━━ Page extract ━━

In American Hospital Association v. Becerra, the U.S. Supreme Court held unanimously that if Health and Human Services (HHS) wants to reimburse Section 340B hospitals for certain outpatient prescription drugs provided to Medicare patients at a different rate than other hospitals, it must conduct a survey of hospitals’ drug acquisition costs.  

The Medicare Prescription Drug, Improvement, and Modernization Act of 2003 describes how HHS sets Medicare drug reimbursement rates. Per option 1, if the HHS Secretary “tak[es] into account the hospital acquisition cost survey data” the reimbursement rate is the “average acquisition cost for the drug for that year,” which importantly, the Secretary may “vary by hospital group.” Per option 2, if the Secretary doesn’t conduct a survey, drugs must be reimbursed based on the “average price for the drug” “as calculated and adjusted by the Secretary as necessary.”

━━━

* **What is required**:
Using the summary of the Becerra ruling, decide whether each statement below agrees with it. Answer yes or no for each, and quote the words from the summary that settle it.
1. The Supreme Court was divided in its decision.
2. The 2003 Act explains how HHS sets Medicare drug reimbursement rates.
3. If the Secretary doesn't conduct a survey, drugs are reimbursed based on the average acquisition cost for the drug.

━━ Record excerpts ━━

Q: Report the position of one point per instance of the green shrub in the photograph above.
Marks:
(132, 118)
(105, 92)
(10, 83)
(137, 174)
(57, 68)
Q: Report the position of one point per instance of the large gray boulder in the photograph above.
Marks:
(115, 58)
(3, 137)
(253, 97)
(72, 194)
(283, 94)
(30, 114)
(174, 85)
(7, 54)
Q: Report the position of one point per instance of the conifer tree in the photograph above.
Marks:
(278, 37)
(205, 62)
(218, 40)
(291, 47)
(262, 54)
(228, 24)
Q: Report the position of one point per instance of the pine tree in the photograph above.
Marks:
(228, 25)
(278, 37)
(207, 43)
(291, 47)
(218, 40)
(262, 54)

━━━
━━ Record excerpts ━━

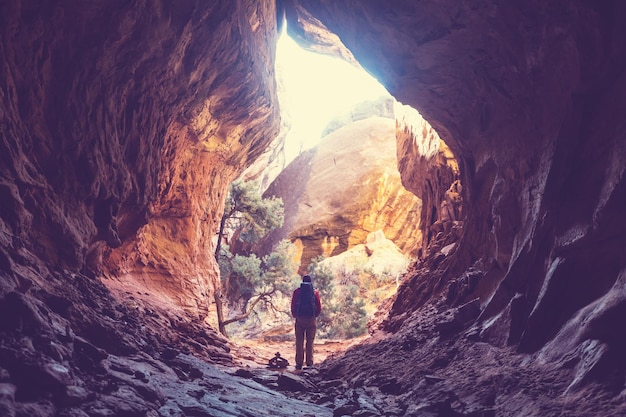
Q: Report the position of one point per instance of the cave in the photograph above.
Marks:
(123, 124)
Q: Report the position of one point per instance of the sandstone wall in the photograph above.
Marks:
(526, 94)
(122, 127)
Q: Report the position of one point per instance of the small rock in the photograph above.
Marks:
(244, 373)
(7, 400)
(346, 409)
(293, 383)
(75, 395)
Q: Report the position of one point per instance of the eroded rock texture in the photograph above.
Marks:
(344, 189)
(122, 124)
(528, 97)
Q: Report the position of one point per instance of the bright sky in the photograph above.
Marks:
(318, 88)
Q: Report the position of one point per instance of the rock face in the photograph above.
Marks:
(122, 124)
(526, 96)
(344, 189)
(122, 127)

━━━

* **Output for this task**:
1. No: "the U.S. Supreme Court held unanimously"
2. Yes: "describes how HHS sets Medicare drug reimbursement rates"
3. No: "if the Secretary doesn’t conduct a survey, drugs must be reimbursed based on the “average price for the drug”"